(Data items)
— begin —

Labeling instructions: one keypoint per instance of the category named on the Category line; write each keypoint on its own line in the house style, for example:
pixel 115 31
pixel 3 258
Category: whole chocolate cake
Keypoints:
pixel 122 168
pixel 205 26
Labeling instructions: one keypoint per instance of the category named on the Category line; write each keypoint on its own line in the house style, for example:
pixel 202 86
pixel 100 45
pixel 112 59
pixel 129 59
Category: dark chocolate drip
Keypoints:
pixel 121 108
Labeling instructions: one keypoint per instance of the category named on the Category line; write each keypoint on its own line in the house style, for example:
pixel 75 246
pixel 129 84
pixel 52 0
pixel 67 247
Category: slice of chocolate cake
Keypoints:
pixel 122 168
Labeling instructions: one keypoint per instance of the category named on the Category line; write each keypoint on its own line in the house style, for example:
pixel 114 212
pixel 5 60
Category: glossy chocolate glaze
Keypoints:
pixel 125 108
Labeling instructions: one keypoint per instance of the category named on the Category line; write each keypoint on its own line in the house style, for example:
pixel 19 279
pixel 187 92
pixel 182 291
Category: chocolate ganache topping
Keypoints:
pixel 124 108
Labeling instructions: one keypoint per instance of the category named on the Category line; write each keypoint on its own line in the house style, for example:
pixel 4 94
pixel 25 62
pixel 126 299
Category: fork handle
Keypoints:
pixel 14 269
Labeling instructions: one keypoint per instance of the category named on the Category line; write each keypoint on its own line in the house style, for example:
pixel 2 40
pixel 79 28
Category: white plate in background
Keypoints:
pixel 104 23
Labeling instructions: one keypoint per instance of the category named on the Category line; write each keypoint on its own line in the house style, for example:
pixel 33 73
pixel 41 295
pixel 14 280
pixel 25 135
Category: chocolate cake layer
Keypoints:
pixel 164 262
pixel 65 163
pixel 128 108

— end —

Work to complete:
Each record must be returned exactly as it is written.

Result of this exercise:
Labeling instructions: one keypoint per instance of the category named on the Category line; write each keypoint on its own line in the house style, for example:
pixel 115 31
pixel 3 258
Category: whole chocolate cake
Keypoints:
pixel 122 168
pixel 205 26
Labeling instructions: one keypoint per instance of the category named on the Category line; write each keypoint on its own line in the house style, for example:
pixel 202 86
pixel 100 45
pixel 112 59
pixel 129 59
Category: dark chocolate drip
Keypoints:
pixel 121 108
Labeling instructions: one keypoint per instance of the category named on the Category line; write each keypoint on its own line in the house style, for example:
pixel 75 246
pixel 129 84
pixel 52 0
pixel 67 247
Category: slice of chocolate cake
Keypoints:
pixel 122 168
Labeling instructions: one keypoint per instance of the category named on the Category line; write each keypoint on its own line in the house style, for example:
pixel 114 212
pixel 5 60
Category: glossy chocolate glaze
Keypoints:
pixel 125 108
Labeling instructions: one keypoint per instance of the category named on the Category line; write each keypoint on its own line in the house style, for example:
pixel 19 279
pixel 187 92
pixel 182 291
Category: chocolate ganache topping
Keypoints:
pixel 124 108
Labeling instructions: one keypoint per instance of the category named on the Category line; write each keypoint on its own line in the house style, for example:
pixel 4 94
pixel 25 62
pixel 126 299
Category: fork handle
Keypoints:
pixel 14 269
Labeling instructions: one keypoint per instance of the category named on the Category line; write each keypoint on its own line in the house style, for example:
pixel 2 40
pixel 79 28
Category: white plate in background
Keypoints:
pixel 104 23
Labeling instructions: one keypoint per instance of the category named on the Category line; write each keypoint on its own line in the house style, for example:
pixel 33 73
pixel 41 295
pixel 14 280
pixel 25 135
Category: chocolate cake layer
Keypoints:
pixel 164 262
pixel 65 163
pixel 128 108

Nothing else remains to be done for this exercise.